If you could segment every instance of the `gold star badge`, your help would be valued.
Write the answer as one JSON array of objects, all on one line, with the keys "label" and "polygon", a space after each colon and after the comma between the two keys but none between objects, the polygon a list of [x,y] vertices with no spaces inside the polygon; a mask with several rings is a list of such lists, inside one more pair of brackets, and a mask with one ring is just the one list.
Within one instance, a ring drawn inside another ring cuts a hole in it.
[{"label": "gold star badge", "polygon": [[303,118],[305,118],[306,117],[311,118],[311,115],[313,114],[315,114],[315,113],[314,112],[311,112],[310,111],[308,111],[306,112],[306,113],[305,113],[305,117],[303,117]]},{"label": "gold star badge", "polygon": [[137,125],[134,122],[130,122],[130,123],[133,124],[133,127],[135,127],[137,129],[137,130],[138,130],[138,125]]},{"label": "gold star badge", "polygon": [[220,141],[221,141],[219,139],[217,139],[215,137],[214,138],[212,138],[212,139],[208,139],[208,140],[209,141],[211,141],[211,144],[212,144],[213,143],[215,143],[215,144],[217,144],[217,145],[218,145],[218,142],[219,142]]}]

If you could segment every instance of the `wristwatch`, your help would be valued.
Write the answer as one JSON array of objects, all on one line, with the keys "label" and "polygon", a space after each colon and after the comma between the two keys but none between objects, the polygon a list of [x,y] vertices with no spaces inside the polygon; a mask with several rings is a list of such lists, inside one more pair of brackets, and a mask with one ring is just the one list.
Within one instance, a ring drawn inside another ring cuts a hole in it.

Do this :: Print all of the entries above again, line for line and unchanged.

Problem solution ::
If you could segment every instance of the `gold star badge`, your help would be valued.
Write the answer as one JSON array of objects, all on one line, with the keys "label" and "polygon", a space after each colon and after the comma between the two keys but none between objects, the polygon a list of [x,y] vertices with no spaces inside the polygon; a mask with several rings is a list of such lists, inside one more pair of brackets, and a mask with one ring is just the one list.
Within one instance, a ring drawn inside another ring cuts a hole in it.
[{"label": "gold star badge", "polygon": [[303,118],[305,118],[306,117],[311,118],[311,115],[313,114],[315,114],[315,113],[314,112],[311,112],[310,111],[308,111],[306,112],[306,113],[305,113],[305,117],[303,117]]},{"label": "gold star badge", "polygon": [[137,125],[134,122],[130,122],[130,123],[133,124],[133,127],[135,127],[137,129],[137,130],[138,130],[138,125]]},{"label": "gold star badge", "polygon": [[220,141],[221,141],[219,139],[217,139],[215,137],[214,138],[212,138],[212,139],[208,139],[208,140],[209,141],[211,141],[211,144],[212,144],[213,143],[215,143],[215,144],[217,144],[217,145],[218,145],[218,142],[219,142]]}]

If you could segment every instance of the `wristwatch`, your help would be valued.
Write the answer as one JSON array of objects, all on one line, with the keys "label" and "polygon", a space after each colon and after the comma between the two keys but none between objects, the polygon a list of [x,y] vertices with no spaces inside the polygon; a mask with several rings is a list of such lists, inside one more pair of brackets, and a mask with one ring is just the one list.
Within one instance, a ring drawn inside another ring cuts a hole in it.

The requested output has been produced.